EXTRACT PROVIDED ->
:::
June 15, 2017, Silver City, NM: Twelve high school freshmen from southwest New Mexico have raised the bar for all those who follow them at the Summer Math and Science Healthcare (SMASH) Academy. They attained the highest increase in their pre and post-test scores in the history of the academy, an astounding 47 percent.
SMASH Academy immerses high school freshmen in the different aspect of health care careers. The week-long academy tours local health care facilities, participate in lab experiments and learn about the myriad of careers available in the field of health care.
Fort Sumner High School freshman, Kaycee Sultemeier traveled to Silver City to participate in SMASH. “The bacteria lab with petri dishes was my favorite. I’m interested in being an anesthesiologist after our tour of Gila Regional Medical Center.”
SMASH instructor Maia Chaney said, “This is a great group of students. They are motivated to come in for a week during their summer vacation because of their interest in a career in medicine.”
The academy is part of a larger effort to encourage and support regional youth to seek careers in health care. Each summer, FORWARD NM sponsors a series academies in southwest New Mexico for high school and college students to nurture their math and science skills to assure their success in the medical field.
FORWARD NM Director Miriam Kellerman said, “We want to grow the next generation of health care workers so our youth have good careers and fill the gap in providers needed so our residents receive the best health care from their own community members.”
New Mexico Health Care Workforce Committee estimates the state needs an additional 153 physicians and 271 advanced-practice nurses to fill the existing health care worker shortage. The need for clinicians is direr in rural areas of the state, impacting residents’ overall health and, even, life expectancy.
Hidalgo Medical Services’ Dr. Darrick Nelson said to the SMASH students, “As a Chief Medical Officer of HMS, I live the shortage every day trying to find doctors and nurses that want to serve in a small community. If you focus your career on family medicine or pediatrics you will have a life-long career.”
“We did experiments I’ve never done in school,” said Silver High freshman Jacob Maciel, who was recognized for his exuberant participation in labs. “Medcopter piolet is in my future.” Marciel claims the tour of the medial helicopter at Gila Regional Medical Center during SMASH wasn’t a factor in his future career choice.
Cobre High School freshmen Toya Ortiz and Presley Tovar are both interested in careers in sonography after their SMASH experience. Ortiz said, “We saw one at Gila Regional Medical Center on our tour. You could see the bladder, kidneys and stomach.”
Tovar was impressed by the SMASH labs, “We tested blood, and how it reacted to different substances.”
Deming High School freshman Zenaya Blue is also interested in a career in sonography and says SMASH has given her “more resources and more ability to reach my goals.” Blue was a DreamMakers alumni, which is a health careers club for junior high students sponsored regionally by FORWARD NM.
Kellerman added, “FORWARD NM supports the students’ transition from junior high to high school by offering insight into their options of careers in health care while making science fun and accessible for their future success.”
SMASH Academy was made possible by the support of the Southwest Center for Health Innovation, Freeport McMoRan Foundation, Hidalgo Medical Services, Western New Mexico University, and Gila Regional Medical Center.
:::
(Point-per-instance localization entries)

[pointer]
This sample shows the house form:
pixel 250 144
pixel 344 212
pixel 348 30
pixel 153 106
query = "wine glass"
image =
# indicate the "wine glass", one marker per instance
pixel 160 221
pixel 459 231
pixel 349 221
:::
ACTIONS TO TAKE ->
1: From the SMASH Academy article, reproduce the passage starting with "The academy is" and going on through "even, life expectancy.".
2: Translate this sentence from the SMASH Academy article into Spanish: "New Mexico Health Care Workforce Committee estimates the state needs an additional 153 physicians and 271 advanced-practice nurses to fill the existing health care worker shortage."

SOLUTIONS ->
1:
The academy is part of a larger effort to encourage and support regional youth to seek careers in health care. Each summer, FORWARD NM sponsors a series academies in southwest New Mexico for high school and college students to nurture their math and science skills to assure their success in the medical field.
FORWARD NM Director Miriam Kellerman said, “We want to grow the next generation of health care workers so our youth have good careers and fill the gap in providers needed so our residents receive the best health care from their own community members.”
New Mexico Health Care Workforce Committee estimates the state needs an additional 153 physicians and 271 advanced-practice nurses to fill the existing health care worker shortage. The need for clinicians is direr in rural areas of the state, impacting residents’ overall health and, even, life expectancy.

2: El Comité de la Fuerza Laboral de Atención Médica de Nuevo México estima que el estado necesita 153 médicos y 271 enfermeras de práctica avanzada adicionales para cubrir la actual escasez de trabajadores de la salud.